**Object location annotation data**
═══

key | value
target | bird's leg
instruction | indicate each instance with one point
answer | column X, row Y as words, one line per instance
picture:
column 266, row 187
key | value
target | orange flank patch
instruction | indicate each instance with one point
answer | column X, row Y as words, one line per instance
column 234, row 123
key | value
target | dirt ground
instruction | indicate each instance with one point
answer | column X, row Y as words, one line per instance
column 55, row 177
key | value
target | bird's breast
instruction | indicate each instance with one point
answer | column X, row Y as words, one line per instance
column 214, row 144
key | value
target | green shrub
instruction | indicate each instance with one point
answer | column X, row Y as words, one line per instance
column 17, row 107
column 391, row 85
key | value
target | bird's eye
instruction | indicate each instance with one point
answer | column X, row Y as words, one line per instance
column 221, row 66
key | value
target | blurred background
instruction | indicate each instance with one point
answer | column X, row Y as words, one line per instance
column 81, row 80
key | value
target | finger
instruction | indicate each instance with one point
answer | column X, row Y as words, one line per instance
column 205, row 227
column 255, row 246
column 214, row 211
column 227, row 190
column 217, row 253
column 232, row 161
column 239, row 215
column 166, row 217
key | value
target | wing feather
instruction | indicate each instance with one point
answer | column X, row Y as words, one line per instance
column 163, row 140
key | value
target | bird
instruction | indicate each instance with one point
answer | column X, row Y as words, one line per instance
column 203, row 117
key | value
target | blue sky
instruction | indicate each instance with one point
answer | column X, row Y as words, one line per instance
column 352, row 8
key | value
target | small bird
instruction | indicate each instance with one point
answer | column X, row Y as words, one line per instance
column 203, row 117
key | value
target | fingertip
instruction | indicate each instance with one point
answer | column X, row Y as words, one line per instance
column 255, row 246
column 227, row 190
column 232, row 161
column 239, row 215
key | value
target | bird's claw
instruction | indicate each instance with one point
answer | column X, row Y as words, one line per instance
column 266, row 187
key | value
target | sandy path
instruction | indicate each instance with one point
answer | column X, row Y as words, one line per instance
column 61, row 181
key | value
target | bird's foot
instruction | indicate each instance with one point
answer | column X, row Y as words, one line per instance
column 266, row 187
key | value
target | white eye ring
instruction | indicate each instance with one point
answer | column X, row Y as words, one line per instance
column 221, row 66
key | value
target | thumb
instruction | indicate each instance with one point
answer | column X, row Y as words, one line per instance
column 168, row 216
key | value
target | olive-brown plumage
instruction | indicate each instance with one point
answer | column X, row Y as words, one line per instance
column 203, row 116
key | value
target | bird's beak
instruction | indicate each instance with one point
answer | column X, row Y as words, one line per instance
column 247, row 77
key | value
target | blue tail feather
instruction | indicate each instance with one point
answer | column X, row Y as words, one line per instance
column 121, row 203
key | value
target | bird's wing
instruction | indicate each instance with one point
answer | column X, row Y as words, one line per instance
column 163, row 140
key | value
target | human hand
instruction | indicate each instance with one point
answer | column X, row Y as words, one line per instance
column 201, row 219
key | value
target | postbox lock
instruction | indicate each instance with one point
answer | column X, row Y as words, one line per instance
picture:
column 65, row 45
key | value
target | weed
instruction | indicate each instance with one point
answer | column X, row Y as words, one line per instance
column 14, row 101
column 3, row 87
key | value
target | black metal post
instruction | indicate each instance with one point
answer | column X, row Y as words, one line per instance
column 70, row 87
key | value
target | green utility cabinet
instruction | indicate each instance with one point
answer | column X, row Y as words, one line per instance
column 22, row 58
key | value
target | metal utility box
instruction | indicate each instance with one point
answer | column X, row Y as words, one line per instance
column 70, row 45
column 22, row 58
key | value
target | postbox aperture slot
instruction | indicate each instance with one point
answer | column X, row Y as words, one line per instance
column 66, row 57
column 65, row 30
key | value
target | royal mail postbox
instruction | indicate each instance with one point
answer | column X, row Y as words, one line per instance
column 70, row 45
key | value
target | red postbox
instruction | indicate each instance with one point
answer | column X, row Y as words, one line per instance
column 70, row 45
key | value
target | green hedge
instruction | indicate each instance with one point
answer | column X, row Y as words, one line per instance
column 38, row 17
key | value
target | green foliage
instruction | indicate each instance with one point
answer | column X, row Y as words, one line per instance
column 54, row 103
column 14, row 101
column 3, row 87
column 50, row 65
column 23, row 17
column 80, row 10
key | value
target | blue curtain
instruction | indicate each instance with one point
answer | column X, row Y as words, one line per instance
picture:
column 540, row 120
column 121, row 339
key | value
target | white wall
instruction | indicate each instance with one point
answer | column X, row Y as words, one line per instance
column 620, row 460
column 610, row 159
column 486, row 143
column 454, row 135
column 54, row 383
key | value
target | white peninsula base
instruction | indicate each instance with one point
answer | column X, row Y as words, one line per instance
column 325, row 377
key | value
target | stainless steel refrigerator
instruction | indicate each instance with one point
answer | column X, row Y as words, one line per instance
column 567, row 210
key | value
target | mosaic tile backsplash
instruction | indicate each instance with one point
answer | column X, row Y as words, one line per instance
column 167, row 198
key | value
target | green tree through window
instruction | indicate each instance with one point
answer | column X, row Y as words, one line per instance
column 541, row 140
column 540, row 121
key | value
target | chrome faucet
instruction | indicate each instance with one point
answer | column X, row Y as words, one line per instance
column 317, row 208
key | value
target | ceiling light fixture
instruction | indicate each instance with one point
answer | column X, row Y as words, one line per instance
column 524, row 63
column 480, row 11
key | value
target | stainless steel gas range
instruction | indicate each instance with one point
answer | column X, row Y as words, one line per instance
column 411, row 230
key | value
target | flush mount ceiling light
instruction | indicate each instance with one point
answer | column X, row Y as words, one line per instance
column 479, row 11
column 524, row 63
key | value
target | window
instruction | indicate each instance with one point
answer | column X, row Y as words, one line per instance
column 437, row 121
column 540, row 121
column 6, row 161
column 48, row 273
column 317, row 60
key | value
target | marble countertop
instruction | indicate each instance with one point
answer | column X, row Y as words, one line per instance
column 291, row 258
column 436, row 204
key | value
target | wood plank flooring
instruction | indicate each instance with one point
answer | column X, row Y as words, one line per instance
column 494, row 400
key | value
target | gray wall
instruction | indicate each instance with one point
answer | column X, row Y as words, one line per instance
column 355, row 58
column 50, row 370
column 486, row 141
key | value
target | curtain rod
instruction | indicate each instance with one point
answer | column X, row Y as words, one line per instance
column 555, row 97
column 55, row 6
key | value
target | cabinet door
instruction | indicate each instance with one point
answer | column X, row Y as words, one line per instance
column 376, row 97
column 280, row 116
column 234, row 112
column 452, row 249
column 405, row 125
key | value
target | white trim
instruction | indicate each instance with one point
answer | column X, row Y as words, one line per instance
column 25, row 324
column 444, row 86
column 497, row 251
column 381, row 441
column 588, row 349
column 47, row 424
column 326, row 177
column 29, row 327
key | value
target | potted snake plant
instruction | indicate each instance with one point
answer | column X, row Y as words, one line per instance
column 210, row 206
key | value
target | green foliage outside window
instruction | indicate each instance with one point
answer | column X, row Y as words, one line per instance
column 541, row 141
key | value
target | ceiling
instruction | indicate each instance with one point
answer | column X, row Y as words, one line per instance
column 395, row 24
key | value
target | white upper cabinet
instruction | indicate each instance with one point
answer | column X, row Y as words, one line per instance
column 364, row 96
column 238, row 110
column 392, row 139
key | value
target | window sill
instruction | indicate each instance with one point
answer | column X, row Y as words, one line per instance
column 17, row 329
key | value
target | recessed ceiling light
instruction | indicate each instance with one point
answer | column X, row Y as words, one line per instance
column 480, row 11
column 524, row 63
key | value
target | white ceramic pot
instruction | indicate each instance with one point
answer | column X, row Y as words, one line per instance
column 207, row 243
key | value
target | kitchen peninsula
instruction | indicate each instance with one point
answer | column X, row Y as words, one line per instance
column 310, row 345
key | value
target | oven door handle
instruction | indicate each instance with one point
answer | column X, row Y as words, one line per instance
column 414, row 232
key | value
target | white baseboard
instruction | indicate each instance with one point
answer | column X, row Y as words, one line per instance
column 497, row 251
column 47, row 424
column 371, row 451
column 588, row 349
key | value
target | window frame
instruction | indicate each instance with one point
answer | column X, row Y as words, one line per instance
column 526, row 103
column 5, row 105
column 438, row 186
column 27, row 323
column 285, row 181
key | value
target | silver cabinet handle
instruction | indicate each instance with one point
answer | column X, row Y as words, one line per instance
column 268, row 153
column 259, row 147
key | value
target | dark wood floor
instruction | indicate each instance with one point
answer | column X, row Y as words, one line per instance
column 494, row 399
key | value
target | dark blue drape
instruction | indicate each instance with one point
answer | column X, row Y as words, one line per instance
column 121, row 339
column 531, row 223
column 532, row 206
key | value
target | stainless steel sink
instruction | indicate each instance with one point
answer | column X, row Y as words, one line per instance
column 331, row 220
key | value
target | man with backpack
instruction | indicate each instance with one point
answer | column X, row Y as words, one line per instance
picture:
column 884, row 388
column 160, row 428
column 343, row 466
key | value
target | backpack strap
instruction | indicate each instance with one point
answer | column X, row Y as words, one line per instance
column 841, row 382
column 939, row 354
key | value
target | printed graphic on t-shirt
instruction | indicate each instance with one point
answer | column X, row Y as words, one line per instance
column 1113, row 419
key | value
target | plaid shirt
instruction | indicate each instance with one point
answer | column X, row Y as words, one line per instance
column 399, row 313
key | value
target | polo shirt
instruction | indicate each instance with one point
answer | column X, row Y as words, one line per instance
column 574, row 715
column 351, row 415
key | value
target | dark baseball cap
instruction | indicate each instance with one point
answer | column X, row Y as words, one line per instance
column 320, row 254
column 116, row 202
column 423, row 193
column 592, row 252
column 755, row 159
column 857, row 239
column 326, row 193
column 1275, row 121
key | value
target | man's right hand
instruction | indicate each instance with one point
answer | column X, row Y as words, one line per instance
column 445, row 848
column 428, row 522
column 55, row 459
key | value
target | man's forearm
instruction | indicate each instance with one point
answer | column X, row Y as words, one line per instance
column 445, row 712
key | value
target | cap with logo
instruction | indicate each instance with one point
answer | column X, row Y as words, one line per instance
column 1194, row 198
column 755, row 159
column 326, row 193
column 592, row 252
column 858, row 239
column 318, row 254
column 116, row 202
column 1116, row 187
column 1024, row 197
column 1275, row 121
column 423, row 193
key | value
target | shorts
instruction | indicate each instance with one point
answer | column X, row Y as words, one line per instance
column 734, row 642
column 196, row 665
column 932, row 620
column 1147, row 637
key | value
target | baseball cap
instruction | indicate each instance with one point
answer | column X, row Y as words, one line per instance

═══

**EXERCISE BRIEF**
Format the lines of the data above as a JSON list of strings, one string per line and no blank lines, starting from the first line of the data and ending with the line containing "column 391, row 85", including both.

**CORRECT RESULT**
[
  "key | value",
  "target | bird's leg",
  "instruction | indicate each instance with one point",
  "answer | column X, row Y as words, one line per instance",
  "picture:",
  "column 266, row 187",
  "key | value",
  "target | orange flank patch",
  "instruction | indicate each instance with one point",
  "answer | column X, row Y as words, one line per instance",
  "column 234, row 123",
  "key | value",
  "target | dirt ground",
  "instruction | indicate each instance with one point",
  "answer | column X, row Y as words, one line per instance",
  "column 55, row 177",
  "key | value",
  "target | bird's breast",
  "instruction | indicate each instance with one point",
  "answer | column X, row Y as words, one line per instance",
  "column 214, row 144",
  "key | value",
  "target | green shrub",
  "instruction | indicate each instance with one point",
  "answer | column X, row Y as words, one line per instance",
  "column 17, row 107",
  "column 391, row 85"
]